■ **TEXTE FOURNI**:
CHAPITRE XXIX

 

La Gravité

 

 

1 et 2. Il y a gravité véritable lorsque, sans discorde aucune, toutes les affections de l'âme et ses puissances sont rassemblées en Dieu. Il s'ensuit que l'âme se retire de tout ce qui est vain, et qu'elle préserve les sens de toute séduction. L'âme, au contraire, s'éloigne-t-elle de cette heureuse union, aussitôt la voilà prisonnière de beaucoup de vanités, puisque tout est vain ici-bas, comme le dit l'Ecclésiaste, ch. 1, v. 2.

 

3. Les saints exemples de Jésus-Christ doivent nous conduire à la vraie gravité. Saint Augustin décrivait ainsi le caractère sérieux du Christ (1) « Nous lisons bien dans les Évangiles que le Seigneur Jésus se plaignait, qu'il a pleuré, qu'il fut fatigué du chemin, qu'il a supporté opprobres et mauvais traitements, qu'il a accepté les crachats, les fouets, la croix. Nous ne voyons nulle part qu'il ait ri ou qu'il ait eu la prospérité de ce monde. De là vient, sans doute, que tous les élus se réjouissent en eux-mêmes, lorsque l'adversité commence à les accabler, et qu'aucun bonheur terrestre ne réussit plus à les séduire. Ils savent qu'il leur reste une autre voie (2). »

De même, l'Écriture désapprouve fortement le rire et la dissipation : « J'ai regardé le rire comme une folie, et j'ai dit à la joie : À quoi bon ce que tu donnes ? » (Ecclé., ch. 2, v. 2). « Même dans le rire on trouve la douleur, et la joie se termine par des larmes » (Prov., ch. 14, v. 13). Et le Psalmiste dit au Seigneur : « Vous haïssez ceux qui s'amusent inutilement à des vanités » (Ps. 30, v. 7). Ce qui doit surtout nous exciter à la gravité, c'est la menace du Christ : « Malheur à vous qui riez maintenant, parce que vous pleurerez et vous gémirez » (Luc, ch. 6, v. 25). Et puis, le rire et la dissipation nous distraient considérablement de la familiarité avec Dieu et ils ferment l'entrée à la grâce dans nos âmes.

■ **TRAVAIL À RÉALISER**:
A – Recopiez le passage du texte sur la gravité qui commence par « 1 et 2. Il y » et se termine par « ch. 1, v. 2. ».
B – Expliquez, d'après le texte sur la gravité, pourquoi l'âme qui s'éloigne de l'union avec Dieu devient aussitôt prisonnière de beaucoup de vanités.

■ **DONNÉES AFFICHÉES**:

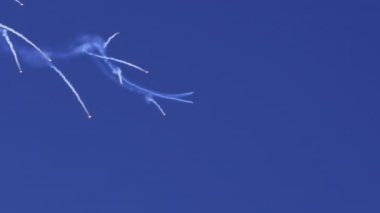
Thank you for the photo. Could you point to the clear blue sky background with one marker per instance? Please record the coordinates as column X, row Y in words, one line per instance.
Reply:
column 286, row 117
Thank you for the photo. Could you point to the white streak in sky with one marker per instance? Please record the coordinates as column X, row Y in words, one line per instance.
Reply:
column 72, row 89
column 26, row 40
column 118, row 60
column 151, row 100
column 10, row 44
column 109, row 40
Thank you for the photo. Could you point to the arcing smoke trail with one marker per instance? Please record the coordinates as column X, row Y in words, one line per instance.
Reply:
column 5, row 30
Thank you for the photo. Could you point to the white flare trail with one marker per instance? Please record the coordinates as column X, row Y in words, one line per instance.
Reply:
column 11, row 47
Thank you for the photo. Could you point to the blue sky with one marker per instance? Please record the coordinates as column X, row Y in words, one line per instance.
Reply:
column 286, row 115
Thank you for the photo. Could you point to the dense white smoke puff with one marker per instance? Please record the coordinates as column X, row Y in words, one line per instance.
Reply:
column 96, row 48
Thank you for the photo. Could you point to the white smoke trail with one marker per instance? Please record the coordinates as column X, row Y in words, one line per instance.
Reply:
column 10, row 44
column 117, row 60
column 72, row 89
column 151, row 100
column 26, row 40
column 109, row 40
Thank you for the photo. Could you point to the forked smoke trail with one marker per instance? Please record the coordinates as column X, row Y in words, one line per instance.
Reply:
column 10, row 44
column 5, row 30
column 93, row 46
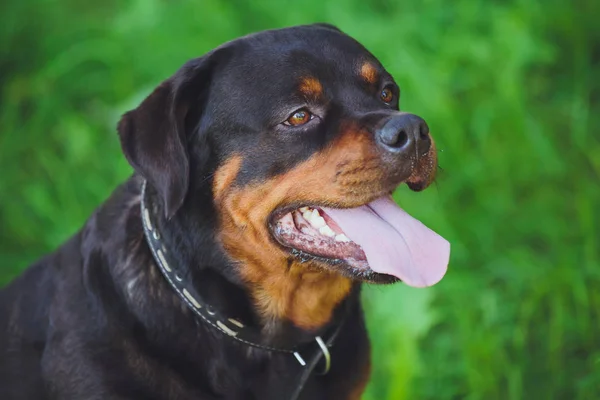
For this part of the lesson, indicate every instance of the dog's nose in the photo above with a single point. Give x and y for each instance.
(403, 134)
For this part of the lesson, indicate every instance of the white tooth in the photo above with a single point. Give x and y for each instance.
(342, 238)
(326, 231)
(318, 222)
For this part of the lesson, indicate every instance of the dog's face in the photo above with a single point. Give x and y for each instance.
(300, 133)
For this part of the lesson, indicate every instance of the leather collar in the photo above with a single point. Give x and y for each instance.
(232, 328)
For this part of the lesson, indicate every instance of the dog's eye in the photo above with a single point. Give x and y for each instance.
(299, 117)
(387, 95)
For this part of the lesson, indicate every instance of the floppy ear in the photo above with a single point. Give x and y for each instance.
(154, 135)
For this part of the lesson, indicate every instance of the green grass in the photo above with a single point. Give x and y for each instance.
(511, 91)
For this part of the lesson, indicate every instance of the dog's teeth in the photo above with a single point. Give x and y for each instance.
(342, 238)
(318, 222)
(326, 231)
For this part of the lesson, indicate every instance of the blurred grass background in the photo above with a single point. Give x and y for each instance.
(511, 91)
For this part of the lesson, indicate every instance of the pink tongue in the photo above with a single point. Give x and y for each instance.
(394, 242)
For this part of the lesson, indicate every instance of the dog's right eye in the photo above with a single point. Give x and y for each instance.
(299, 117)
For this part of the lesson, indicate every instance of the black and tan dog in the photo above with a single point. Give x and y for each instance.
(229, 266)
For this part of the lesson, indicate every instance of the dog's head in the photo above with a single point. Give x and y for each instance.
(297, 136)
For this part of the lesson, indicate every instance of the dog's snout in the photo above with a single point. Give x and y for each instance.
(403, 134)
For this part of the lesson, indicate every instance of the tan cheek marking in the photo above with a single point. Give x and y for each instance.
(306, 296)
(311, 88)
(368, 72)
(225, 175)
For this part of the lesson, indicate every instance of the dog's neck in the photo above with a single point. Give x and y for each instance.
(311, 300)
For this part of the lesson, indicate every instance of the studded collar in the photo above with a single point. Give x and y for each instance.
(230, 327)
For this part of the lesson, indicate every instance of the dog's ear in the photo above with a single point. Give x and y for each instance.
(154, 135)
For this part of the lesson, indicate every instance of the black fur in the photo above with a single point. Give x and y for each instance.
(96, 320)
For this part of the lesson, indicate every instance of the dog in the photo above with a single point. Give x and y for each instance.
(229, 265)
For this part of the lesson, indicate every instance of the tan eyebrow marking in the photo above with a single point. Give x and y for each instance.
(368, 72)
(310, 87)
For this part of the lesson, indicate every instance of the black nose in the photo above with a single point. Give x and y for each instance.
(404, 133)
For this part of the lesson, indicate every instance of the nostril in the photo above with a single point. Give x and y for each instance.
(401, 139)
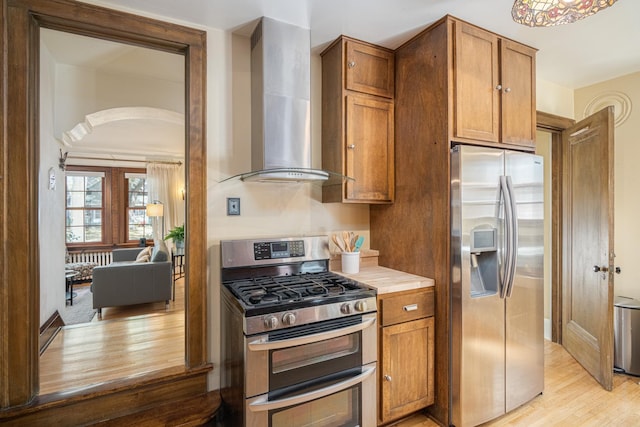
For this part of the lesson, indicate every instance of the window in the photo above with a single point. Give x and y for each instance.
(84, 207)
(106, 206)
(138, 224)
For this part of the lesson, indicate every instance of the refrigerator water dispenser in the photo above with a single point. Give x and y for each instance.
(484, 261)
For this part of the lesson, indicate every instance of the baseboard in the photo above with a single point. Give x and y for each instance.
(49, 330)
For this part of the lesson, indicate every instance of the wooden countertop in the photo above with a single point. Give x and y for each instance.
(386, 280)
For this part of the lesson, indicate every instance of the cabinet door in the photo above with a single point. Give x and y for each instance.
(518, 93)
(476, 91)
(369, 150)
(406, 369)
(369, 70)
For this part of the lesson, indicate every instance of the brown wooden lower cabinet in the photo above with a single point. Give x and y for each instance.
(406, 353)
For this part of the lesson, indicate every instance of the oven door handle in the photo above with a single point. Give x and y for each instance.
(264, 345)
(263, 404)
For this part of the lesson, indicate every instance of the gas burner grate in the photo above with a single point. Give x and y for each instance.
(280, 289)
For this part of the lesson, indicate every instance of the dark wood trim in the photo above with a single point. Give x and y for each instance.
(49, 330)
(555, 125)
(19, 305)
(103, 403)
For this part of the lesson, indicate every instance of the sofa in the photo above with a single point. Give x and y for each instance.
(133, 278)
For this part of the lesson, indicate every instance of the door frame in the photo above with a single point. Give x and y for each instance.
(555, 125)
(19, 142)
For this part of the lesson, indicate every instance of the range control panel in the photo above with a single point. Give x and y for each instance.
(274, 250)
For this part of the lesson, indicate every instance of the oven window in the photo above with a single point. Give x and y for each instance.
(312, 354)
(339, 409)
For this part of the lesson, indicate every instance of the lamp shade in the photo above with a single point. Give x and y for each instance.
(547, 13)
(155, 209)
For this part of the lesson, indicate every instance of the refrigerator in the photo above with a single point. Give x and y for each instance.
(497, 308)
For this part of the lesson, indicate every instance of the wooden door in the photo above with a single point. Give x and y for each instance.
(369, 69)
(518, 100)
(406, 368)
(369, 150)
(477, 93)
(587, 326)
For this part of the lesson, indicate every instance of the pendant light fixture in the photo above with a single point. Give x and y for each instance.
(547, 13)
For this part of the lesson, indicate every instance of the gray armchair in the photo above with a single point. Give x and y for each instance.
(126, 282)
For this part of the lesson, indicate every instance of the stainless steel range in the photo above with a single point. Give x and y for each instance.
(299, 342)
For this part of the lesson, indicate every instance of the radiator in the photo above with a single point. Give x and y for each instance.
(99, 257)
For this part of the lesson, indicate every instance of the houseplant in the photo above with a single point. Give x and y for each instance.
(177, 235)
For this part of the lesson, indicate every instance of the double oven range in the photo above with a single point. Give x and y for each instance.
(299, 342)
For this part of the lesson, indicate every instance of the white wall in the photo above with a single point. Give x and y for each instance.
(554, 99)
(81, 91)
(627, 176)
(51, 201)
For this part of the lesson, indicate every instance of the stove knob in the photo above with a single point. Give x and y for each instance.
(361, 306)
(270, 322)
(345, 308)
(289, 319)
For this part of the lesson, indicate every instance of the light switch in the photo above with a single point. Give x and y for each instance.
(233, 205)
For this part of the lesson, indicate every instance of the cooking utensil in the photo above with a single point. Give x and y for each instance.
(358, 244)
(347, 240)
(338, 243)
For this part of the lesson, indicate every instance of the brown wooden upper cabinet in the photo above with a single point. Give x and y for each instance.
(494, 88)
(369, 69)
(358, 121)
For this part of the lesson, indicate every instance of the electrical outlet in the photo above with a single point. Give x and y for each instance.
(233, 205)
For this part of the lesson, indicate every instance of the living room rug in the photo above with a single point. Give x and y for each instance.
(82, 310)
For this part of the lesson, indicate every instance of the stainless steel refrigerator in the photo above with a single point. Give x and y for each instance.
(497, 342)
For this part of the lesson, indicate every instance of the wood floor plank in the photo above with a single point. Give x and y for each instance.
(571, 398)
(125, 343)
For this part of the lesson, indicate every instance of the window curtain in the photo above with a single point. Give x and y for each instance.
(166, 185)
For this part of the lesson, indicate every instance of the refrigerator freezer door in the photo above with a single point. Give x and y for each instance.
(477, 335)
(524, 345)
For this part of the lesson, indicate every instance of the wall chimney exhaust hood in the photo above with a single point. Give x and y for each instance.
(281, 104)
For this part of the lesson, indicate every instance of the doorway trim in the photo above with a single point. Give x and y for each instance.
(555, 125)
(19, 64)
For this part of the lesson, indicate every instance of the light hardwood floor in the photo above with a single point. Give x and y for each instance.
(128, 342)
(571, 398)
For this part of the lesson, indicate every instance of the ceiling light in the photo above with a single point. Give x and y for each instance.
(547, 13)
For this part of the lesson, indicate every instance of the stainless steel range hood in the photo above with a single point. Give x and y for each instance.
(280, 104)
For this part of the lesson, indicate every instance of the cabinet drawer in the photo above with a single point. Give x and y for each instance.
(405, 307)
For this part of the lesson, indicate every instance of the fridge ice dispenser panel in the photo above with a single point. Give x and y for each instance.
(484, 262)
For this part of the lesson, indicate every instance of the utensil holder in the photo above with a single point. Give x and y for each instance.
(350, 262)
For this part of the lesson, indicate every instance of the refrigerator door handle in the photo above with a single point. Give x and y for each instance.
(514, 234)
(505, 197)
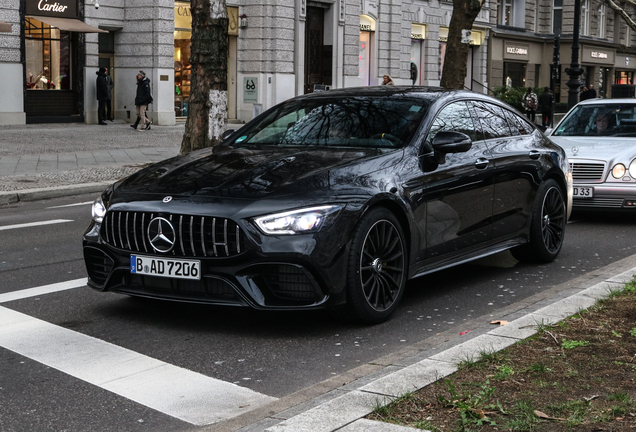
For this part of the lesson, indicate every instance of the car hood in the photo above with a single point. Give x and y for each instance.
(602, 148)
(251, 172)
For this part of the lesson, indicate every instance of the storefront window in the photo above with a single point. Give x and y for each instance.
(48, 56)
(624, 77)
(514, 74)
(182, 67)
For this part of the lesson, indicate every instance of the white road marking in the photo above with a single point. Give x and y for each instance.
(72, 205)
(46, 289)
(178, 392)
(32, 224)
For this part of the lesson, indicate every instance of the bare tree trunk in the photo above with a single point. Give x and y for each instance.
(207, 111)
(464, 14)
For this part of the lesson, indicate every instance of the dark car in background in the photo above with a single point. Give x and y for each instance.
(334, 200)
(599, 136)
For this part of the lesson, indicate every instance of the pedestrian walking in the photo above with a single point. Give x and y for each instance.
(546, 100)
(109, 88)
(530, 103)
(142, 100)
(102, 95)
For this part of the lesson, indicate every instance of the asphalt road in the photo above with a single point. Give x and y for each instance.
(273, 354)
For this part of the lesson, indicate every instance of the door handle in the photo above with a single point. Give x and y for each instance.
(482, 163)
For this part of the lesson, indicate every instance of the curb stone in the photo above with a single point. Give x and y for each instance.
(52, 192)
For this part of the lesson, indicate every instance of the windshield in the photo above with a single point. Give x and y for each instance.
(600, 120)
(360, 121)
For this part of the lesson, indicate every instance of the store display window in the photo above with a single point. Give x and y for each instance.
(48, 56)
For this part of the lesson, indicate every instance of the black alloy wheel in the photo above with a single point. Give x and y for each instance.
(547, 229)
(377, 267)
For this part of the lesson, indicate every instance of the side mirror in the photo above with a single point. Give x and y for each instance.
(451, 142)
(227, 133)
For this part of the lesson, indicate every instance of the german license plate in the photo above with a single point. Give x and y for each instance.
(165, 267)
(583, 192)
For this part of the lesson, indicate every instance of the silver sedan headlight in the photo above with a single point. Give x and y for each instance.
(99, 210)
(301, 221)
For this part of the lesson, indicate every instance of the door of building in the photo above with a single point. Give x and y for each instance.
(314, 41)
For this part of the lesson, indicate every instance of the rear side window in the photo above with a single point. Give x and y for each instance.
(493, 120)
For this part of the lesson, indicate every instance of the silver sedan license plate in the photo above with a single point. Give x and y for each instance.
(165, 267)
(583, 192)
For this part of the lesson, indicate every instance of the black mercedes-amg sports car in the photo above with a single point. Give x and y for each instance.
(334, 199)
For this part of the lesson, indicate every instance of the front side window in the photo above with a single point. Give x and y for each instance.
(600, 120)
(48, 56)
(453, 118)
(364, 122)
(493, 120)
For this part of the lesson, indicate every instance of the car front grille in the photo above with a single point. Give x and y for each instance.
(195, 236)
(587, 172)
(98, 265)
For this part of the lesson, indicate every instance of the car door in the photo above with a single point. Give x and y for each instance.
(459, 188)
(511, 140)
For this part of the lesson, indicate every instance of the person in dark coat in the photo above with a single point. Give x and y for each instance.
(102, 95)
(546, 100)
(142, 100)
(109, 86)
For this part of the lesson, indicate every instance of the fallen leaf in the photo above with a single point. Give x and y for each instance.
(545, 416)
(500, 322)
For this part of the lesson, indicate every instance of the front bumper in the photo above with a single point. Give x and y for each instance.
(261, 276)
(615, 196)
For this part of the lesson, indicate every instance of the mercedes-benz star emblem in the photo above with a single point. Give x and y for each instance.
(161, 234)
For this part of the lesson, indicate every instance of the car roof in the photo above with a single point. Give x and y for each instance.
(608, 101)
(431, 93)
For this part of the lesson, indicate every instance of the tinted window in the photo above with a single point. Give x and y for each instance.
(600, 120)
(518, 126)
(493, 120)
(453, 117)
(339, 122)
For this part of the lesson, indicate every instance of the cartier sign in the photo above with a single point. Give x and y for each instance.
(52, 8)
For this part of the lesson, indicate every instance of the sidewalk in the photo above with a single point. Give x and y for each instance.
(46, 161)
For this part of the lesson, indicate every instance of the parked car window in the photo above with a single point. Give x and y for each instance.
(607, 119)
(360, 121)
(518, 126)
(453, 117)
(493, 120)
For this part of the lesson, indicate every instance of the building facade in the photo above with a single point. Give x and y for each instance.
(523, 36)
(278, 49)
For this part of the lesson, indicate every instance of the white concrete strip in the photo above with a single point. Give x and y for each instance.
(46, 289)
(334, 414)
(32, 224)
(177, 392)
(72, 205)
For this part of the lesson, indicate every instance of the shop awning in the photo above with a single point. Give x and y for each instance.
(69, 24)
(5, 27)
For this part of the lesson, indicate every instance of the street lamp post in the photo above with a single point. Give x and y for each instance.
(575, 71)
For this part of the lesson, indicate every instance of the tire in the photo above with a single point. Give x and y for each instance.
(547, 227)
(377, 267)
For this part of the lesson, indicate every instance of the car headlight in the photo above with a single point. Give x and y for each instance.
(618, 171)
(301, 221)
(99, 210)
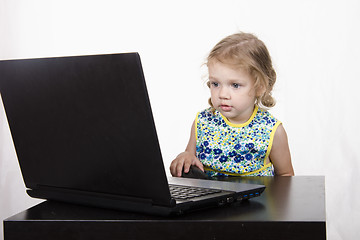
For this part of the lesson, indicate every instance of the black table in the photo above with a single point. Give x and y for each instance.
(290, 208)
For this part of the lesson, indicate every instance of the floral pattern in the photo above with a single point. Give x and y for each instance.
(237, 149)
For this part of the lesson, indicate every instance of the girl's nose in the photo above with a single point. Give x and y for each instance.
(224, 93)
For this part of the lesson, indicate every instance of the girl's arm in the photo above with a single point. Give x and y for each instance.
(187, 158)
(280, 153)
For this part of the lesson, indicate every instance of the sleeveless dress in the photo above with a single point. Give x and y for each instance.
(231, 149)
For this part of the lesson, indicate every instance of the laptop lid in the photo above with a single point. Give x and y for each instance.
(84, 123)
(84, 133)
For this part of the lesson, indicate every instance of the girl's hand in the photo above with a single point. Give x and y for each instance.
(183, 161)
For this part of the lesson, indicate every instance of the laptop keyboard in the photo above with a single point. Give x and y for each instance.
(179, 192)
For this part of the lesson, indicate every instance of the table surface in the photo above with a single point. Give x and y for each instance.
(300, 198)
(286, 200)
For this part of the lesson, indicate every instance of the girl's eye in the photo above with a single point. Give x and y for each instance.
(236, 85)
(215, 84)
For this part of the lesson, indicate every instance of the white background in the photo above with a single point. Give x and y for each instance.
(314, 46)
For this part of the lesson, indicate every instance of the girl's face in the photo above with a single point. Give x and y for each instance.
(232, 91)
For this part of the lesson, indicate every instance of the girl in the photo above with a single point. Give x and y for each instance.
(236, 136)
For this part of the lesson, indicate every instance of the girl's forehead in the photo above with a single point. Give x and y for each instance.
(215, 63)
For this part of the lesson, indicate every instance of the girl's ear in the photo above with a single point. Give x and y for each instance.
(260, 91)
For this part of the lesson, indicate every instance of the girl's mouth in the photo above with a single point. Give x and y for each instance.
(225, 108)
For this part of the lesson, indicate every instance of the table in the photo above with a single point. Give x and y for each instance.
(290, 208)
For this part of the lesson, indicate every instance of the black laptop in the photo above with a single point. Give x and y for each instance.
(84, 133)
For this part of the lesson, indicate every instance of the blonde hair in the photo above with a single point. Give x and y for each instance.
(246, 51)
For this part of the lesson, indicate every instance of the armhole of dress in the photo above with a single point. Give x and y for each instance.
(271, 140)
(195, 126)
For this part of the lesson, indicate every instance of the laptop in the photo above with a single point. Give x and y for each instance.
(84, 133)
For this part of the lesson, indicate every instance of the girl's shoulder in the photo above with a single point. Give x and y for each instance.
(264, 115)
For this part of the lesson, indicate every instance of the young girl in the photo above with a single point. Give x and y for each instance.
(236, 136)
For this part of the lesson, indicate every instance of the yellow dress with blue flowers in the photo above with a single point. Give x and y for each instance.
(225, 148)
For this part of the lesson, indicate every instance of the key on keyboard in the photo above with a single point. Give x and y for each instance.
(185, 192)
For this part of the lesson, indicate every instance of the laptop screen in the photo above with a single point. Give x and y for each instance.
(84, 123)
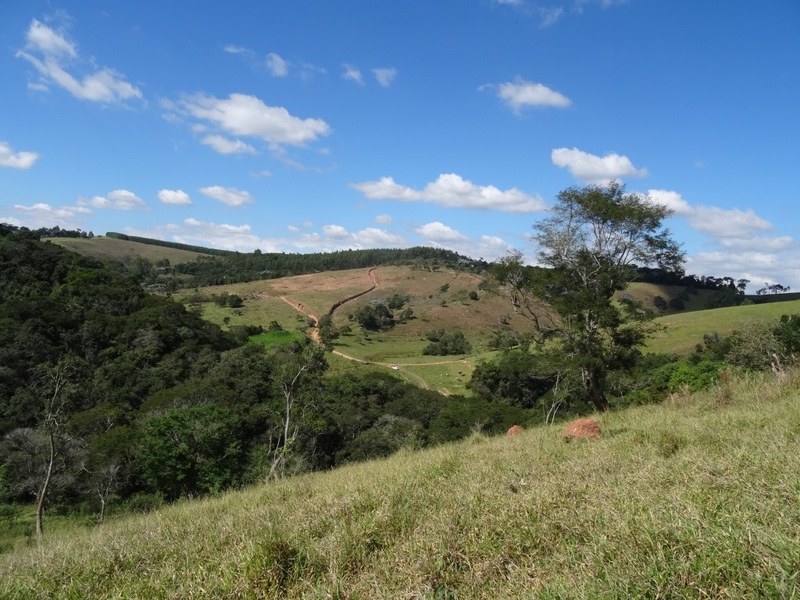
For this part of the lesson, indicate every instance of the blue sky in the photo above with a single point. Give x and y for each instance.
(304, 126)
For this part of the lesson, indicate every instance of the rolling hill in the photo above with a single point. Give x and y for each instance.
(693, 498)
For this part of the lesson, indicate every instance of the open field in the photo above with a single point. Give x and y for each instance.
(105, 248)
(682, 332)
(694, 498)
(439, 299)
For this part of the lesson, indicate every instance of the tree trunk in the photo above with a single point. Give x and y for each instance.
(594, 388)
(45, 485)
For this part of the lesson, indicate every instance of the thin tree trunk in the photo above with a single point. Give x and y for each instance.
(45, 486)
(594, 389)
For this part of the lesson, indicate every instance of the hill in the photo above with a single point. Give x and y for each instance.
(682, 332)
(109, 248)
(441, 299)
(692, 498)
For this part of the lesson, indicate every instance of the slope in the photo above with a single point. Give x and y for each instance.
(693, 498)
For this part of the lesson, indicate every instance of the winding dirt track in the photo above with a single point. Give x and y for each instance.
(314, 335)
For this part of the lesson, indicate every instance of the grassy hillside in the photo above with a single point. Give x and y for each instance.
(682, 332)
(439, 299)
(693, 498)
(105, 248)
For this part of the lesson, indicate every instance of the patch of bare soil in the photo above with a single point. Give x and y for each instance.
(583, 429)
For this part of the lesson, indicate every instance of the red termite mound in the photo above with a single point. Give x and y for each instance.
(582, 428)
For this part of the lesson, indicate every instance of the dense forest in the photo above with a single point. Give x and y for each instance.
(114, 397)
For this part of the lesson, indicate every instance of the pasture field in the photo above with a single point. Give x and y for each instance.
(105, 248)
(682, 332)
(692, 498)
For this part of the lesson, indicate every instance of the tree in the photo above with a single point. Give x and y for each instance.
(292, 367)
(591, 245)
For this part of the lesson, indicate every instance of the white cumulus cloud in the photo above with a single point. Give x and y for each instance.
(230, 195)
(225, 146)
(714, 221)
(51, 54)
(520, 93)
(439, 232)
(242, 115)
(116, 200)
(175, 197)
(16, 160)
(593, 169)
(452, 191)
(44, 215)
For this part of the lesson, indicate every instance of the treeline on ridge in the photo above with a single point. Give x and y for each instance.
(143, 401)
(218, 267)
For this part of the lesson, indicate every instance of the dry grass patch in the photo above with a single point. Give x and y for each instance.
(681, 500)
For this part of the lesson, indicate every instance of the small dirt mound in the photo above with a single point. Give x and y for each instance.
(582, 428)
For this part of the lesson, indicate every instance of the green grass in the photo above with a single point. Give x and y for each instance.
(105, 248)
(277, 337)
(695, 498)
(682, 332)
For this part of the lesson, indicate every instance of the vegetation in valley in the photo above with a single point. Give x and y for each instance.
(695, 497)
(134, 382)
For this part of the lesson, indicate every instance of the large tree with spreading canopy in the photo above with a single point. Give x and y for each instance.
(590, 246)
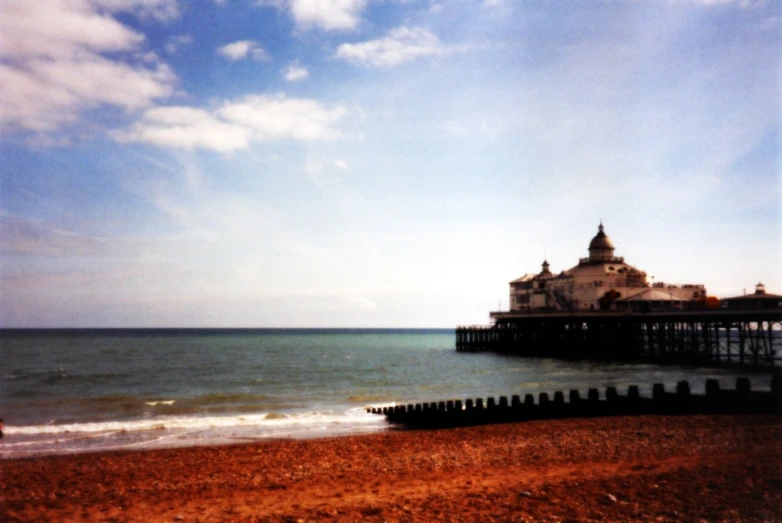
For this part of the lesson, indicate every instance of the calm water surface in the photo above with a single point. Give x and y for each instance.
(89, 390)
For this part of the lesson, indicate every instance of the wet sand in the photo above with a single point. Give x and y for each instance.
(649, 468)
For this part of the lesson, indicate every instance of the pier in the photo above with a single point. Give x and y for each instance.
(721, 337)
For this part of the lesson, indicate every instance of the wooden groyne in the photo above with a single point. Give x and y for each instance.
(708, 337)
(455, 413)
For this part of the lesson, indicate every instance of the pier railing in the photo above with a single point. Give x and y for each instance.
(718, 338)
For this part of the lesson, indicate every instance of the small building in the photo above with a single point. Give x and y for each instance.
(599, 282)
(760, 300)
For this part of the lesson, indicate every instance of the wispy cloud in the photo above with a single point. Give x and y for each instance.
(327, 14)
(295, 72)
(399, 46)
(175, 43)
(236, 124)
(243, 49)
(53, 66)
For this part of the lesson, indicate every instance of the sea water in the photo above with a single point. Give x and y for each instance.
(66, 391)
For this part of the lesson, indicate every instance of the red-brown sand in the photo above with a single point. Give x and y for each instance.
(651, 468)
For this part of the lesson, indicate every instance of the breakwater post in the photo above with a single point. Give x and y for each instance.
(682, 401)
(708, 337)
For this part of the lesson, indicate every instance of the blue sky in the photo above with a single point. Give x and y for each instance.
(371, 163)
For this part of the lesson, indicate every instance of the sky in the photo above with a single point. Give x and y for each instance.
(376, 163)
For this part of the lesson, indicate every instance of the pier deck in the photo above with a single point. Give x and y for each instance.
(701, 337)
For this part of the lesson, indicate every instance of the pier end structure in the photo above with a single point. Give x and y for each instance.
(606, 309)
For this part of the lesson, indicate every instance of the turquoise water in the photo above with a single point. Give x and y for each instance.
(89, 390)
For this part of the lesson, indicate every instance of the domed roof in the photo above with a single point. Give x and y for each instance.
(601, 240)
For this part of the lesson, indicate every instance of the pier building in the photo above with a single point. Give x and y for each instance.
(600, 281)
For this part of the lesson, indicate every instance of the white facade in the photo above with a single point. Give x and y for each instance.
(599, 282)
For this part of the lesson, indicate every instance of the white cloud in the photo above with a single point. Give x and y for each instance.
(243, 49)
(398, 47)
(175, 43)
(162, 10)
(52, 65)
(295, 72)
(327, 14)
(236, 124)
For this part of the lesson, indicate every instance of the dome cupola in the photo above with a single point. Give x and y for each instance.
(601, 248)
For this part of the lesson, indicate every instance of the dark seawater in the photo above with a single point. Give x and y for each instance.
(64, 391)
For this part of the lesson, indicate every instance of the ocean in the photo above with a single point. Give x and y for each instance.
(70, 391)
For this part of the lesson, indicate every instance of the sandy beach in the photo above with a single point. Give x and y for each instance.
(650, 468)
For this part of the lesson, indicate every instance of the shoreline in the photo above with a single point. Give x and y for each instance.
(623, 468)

■ **RÉPONSES ATTENDUES**:
A –
1 et 2. Il y a gravité véritable lorsque, sans discorde aucune, toutes les affections de l'âme et ses puissances sont rassemblées en Dieu. Il s'ensuit que l'âme se retire de tout ce qui est vain, et qu'elle préserve les sens de toute séduction. L'âme, au contraire, s'éloigne-t-elle de cette heureuse union, aussitôt la voilà prisonnière de beaucoup de vanités, puisque tout est vain ici-bas, comme le dit l'Ecclésiaste, ch. 1, v. 2.

B – L'âme devient prisonnière de beaucoup de vanités parce que tout est vain ici-bas, comme le dit l'Ecclésiaste. Lorsqu'elle s'éloigne de l'heureuse union où toutes ses affections et ses puissances sont rassemblées en Dieu, elle ne se retire plus de ce qui est vain.